Please copy out every line in the entries that includes the word "green".

*** Opening The records ***

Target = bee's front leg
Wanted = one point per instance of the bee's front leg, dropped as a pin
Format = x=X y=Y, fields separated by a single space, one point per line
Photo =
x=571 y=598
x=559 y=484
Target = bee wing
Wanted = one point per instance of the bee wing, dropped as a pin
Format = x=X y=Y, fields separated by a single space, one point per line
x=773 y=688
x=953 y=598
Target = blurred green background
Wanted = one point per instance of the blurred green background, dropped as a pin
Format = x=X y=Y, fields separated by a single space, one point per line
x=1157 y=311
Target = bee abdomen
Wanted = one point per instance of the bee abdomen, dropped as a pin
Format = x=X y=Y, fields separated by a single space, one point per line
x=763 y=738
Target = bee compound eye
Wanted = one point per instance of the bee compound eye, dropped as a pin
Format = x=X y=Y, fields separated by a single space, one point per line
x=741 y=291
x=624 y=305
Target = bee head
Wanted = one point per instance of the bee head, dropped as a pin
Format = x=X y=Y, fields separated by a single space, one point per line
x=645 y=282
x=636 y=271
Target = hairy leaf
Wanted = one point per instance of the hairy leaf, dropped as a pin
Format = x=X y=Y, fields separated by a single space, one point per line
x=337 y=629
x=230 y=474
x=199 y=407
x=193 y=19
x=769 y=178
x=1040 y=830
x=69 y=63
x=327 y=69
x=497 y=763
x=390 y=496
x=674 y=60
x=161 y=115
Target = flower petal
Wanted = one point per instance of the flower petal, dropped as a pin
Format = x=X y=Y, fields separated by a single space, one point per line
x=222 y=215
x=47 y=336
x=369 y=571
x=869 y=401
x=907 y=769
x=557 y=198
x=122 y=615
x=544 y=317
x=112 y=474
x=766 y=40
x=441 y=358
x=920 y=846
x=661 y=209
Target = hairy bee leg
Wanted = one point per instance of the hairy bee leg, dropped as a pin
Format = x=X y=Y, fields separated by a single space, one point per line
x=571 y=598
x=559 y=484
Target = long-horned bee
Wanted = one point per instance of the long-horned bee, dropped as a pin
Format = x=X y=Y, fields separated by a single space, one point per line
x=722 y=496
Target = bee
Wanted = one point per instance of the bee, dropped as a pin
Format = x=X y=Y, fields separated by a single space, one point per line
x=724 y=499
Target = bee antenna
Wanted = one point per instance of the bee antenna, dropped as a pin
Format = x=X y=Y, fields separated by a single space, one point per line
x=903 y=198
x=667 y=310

*** Closing The records ***

Solved exercise =
Target = blurred green background
Wanted = one point per instance of the blurred green background, dropped as a pin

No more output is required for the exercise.